# YOUR INSTRUCTIONS
Reproduce every line of the material below word for word, without changing anything.

# RECORDS
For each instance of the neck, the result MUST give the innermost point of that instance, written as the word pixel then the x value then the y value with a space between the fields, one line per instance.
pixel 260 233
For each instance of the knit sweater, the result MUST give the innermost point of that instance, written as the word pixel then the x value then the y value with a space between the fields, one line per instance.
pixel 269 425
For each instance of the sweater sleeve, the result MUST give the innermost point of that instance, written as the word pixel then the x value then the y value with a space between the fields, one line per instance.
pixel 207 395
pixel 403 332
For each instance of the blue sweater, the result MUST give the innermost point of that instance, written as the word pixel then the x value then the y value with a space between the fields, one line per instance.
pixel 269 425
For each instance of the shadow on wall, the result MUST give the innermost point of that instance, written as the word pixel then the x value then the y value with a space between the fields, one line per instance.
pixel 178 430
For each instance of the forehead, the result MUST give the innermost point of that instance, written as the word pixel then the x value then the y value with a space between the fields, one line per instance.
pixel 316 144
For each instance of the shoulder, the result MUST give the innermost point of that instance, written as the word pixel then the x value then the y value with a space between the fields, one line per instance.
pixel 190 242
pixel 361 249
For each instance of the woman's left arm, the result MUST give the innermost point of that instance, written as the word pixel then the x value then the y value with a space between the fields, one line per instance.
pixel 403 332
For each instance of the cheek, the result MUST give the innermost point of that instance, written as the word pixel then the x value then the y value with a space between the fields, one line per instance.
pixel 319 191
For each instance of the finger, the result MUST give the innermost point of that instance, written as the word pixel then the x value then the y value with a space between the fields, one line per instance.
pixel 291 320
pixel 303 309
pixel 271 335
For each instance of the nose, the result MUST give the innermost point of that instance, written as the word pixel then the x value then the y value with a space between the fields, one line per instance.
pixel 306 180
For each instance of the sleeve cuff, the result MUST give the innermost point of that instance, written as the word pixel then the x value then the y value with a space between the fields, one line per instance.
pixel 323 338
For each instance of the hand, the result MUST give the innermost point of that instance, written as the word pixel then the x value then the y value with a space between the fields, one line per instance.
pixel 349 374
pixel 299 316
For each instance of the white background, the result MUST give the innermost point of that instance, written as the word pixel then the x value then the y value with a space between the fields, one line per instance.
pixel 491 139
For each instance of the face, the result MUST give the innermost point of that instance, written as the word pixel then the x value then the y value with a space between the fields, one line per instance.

# ANSWER TO THE TASK
For each instance of the neck, the result MUST give the innermost point of that instance, written as the word pixel then the x value then the y value with a space between the fields, one line per instance.
pixel 260 233
For each instance of the knit sweater, the result MUST give the innermost point of that instance, written as the word pixel then the x value then the y value with a space between the fields, one line per instance.
pixel 269 425
For each instance of the sweater sleeve, the result MUST give the innermost point of that instance, written as the word pixel then the x value then the y value with a space between the fields, one line per instance.
pixel 207 395
pixel 403 332
For each instance of the blue sweater, the result MUST give the innermost point of that instance, written as the word pixel then the x value then the y value with a space between the fields, one line per instance.
pixel 269 425
For each instance of the shadow on wall, the result MUST give the innermost point of that instance, written as the word pixel then the x value then the y value with a space between the fields, one line per instance.
pixel 178 430
For each instance of the forehead, the result MUST give the innermost point of that instance, written as the word pixel then the x value then the y value with a space between the fields, one line per instance.
pixel 316 144
For each instance of the shoulder, the result MUST give the innermost point of that instance, written as the word pixel then the x value then the y value with a space between the fields, one line per instance.
pixel 190 242
pixel 361 249
For each instance of the woman's left arm, the result MUST give the innermost point of that instance, written as the word pixel then the x value then the y value with a space between the fields, one line per instance.
pixel 403 332
For each instance of the cheek, the result MUST give the innermost point of that instance, written as the word pixel then the x value then the y value with a space between the fields, one line per instance.
pixel 319 191
For each instance of the finger, the result MUST give the innermost point of that instance, written as the word pixel then the x value then the y value with a space between the fields, one line per instance.
pixel 291 320
pixel 303 309
pixel 271 335
For each instance of the nose, the result MUST give the innermost point of that instance, written as the word pixel then the x value then the y value with a space between the fields, one line per instance.
pixel 306 180
For each instance of the sleeve cuff, the result MUST give the innermost point of that instance, written as the word pixel then the x value then the y value with a space between the fields, one line per instance.
pixel 323 338
For each instance of the hand, the result MUST give the innermost point of that instance, written as the word pixel then the x value then the y value with a space between the fields, one line per instance.
pixel 349 374
pixel 299 316
For each instance of the white background, the result MUST give the innermost point of that instance, written as the word pixel then the x value then the y value with a space between the fields, one line per instance.
pixel 491 139
For each instance of the face, the result MUST give the innermost point of that instance, written as the word pixel then the x value then the y value with a space between the fields, one line per instance.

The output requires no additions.